▸ **Directions**
Copy the rows below, replacing every "put a point" with "place a point" and leaving all else unchanged.

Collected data
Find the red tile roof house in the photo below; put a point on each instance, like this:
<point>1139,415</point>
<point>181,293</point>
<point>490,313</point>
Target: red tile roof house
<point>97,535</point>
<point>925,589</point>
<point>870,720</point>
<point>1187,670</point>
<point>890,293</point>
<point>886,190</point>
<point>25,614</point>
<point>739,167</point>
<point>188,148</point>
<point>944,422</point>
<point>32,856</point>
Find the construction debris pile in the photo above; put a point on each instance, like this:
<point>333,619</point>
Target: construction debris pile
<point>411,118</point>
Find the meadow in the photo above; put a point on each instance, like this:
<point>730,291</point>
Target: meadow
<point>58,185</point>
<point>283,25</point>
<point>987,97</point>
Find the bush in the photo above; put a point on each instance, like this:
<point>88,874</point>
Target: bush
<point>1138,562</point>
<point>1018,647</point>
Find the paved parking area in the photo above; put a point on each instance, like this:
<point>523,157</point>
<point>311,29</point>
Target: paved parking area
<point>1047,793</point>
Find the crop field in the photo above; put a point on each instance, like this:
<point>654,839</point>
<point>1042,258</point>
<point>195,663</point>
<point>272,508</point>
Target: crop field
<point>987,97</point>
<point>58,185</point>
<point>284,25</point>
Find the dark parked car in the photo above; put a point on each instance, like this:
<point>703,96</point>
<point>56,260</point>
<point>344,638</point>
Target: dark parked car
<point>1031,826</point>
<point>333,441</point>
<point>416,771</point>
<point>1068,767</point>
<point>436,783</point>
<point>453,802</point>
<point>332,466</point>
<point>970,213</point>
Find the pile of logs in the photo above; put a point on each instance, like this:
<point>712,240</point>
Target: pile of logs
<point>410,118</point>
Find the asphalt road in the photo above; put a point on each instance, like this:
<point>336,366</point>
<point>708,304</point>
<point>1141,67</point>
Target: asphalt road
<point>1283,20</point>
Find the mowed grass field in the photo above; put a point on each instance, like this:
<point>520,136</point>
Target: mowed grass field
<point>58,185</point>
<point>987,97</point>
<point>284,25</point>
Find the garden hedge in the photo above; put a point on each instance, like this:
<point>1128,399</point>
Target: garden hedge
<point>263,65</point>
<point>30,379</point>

▸ **Result of this exercise**
Find the red tile roof house in the photo below; place a point on each instance, like this:
<point>1139,415</point>
<point>181,293</point>
<point>490,313</point>
Target: red tile roof house
<point>97,535</point>
<point>925,589</point>
<point>870,720</point>
<point>1187,670</point>
<point>890,293</point>
<point>886,190</point>
<point>25,614</point>
<point>739,167</point>
<point>188,148</point>
<point>944,422</point>
<point>32,856</point>
Find the construction debris pile in the photo above; place a point on each instance, like this:
<point>333,619</point>
Target: construction debris pile
<point>411,118</point>
Find the meadow in the photo above; place a point on each instance, like this:
<point>730,291</point>
Target: meadow
<point>58,185</point>
<point>283,25</point>
<point>987,97</point>
Find the bush in the photo above; place a point on each instance, like this:
<point>88,874</point>
Target: bush
<point>1138,562</point>
<point>1018,647</point>
Find the paved parking area in the photo above; place a point on each instance, like this:
<point>523,157</point>
<point>311,29</point>
Target: paved parking area
<point>1047,793</point>
Find the crop field in the photo above; place a point on each instance, like this:
<point>654,839</point>
<point>1042,258</point>
<point>195,663</point>
<point>272,508</point>
Target: crop field
<point>987,97</point>
<point>58,185</point>
<point>284,25</point>
Find the dark parked car in the photo above; place a point on each instance, like this:
<point>703,96</point>
<point>56,260</point>
<point>344,638</point>
Target: dark parked car
<point>1031,826</point>
<point>333,441</point>
<point>416,771</point>
<point>1068,767</point>
<point>436,783</point>
<point>453,802</point>
<point>332,466</point>
<point>970,213</point>
Find the pile of logs in the photo above; place a point on each instance, like this:
<point>712,240</point>
Target: pile of logs
<point>410,118</point>
Find the asphalt road in the photo above; place a point on each instance, like this:
<point>336,366</point>
<point>708,304</point>
<point>1141,67</point>
Target: asphalt road
<point>1283,20</point>
Find the mowed grass field in the photo above; place a point on each instance, like this:
<point>520,136</point>
Target: mowed grass field
<point>58,185</point>
<point>987,97</point>
<point>284,25</point>
Find the garden hedge in the photo above; place a point on each instance, like this:
<point>1128,399</point>
Target: garden hedge
<point>263,65</point>
<point>30,379</point>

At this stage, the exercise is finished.